Exercise: Recast the whole listing below as a JSON list of strings, with one string for each line and any blank lines left out.

Information provided:
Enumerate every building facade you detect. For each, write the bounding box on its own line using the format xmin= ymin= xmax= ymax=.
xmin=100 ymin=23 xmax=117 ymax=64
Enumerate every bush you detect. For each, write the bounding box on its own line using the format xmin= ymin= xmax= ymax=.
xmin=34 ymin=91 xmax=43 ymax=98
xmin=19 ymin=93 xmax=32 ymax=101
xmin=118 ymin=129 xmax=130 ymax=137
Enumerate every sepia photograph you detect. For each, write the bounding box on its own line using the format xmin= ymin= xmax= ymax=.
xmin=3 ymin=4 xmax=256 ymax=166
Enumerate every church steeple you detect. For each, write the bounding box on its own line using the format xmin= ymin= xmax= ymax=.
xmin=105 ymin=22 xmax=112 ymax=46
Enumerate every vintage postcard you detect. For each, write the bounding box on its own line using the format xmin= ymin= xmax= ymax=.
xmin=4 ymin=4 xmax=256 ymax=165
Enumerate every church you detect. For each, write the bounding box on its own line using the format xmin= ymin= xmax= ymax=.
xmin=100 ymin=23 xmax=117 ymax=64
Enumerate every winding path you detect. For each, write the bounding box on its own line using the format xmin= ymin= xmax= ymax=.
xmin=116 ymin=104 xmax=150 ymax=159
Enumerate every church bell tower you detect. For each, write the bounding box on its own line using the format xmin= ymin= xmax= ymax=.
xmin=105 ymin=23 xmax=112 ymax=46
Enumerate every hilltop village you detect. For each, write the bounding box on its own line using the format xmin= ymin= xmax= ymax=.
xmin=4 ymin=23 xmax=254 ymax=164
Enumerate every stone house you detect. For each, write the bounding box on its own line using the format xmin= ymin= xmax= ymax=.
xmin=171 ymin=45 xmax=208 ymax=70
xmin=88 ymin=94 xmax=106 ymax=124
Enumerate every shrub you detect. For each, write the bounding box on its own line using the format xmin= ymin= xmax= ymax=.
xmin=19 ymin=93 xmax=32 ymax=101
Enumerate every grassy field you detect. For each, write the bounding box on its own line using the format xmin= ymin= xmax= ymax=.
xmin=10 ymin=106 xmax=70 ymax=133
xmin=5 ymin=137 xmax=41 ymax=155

Reply:
[
  "Enumerate every building facade you detect. For each, write the bounding box on its own line using the format xmin= ymin= xmax= ymax=.",
  "xmin=100 ymin=23 xmax=117 ymax=64",
  "Enumerate every bush you detect. For each, write the bounding box on its own line using the format xmin= ymin= xmax= ymax=.",
  "xmin=34 ymin=91 xmax=43 ymax=98",
  "xmin=19 ymin=93 xmax=32 ymax=101",
  "xmin=118 ymin=129 xmax=130 ymax=137",
  "Enumerate every sepia photograph you detect. For each, write the bounding box on its own line using the format xmin= ymin= xmax= ymax=.",
  "xmin=3 ymin=4 xmax=256 ymax=166",
  "Enumerate every church steeple you detect. For each, write the bounding box on its own line using the format xmin= ymin= xmax= ymax=.",
  "xmin=105 ymin=22 xmax=112 ymax=46",
  "Enumerate every vintage postcard you detect. For each, write the bounding box on its own line using the format xmin= ymin= xmax= ymax=.",
  "xmin=4 ymin=4 xmax=256 ymax=165",
  "Enumerate every church you detect. For each, write the bounding box on its own line using the format xmin= ymin= xmax= ymax=.",
  "xmin=100 ymin=23 xmax=117 ymax=64",
  "Enumerate every winding path you detect. For each, write the bounding box on its own line using the format xmin= ymin= xmax= ymax=.",
  "xmin=116 ymin=104 xmax=150 ymax=159",
  "Enumerate every church bell tower you detect. For each, write the bounding box on its own line using the format xmin= ymin= xmax= ymax=.",
  "xmin=105 ymin=23 xmax=112 ymax=46",
  "Enumerate every hilltop village you detect. For each, write the bounding box on its own line using the format xmin= ymin= xmax= ymax=.",
  "xmin=4 ymin=23 xmax=254 ymax=164",
  "Enumerate every stone house you detect. For each, write the bounding box on its own line using the format xmin= ymin= xmax= ymax=.",
  "xmin=171 ymin=45 xmax=208 ymax=70",
  "xmin=88 ymin=94 xmax=106 ymax=124",
  "Enumerate every shrub you detect. For each, write the bounding box on its own line using the format xmin= ymin= xmax= ymax=.",
  "xmin=19 ymin=93 xmax=32 ymax=101",
  "Enumerate every grassy field you detect. For each, write the bounding box on its own line using the format xmin= ymin= xmax= ymax=.",
  "xmin=10 ymin=106 xmax=70 ymax=133",
  "xmin=5 ymin=137 xmax=41 ymax=155"
]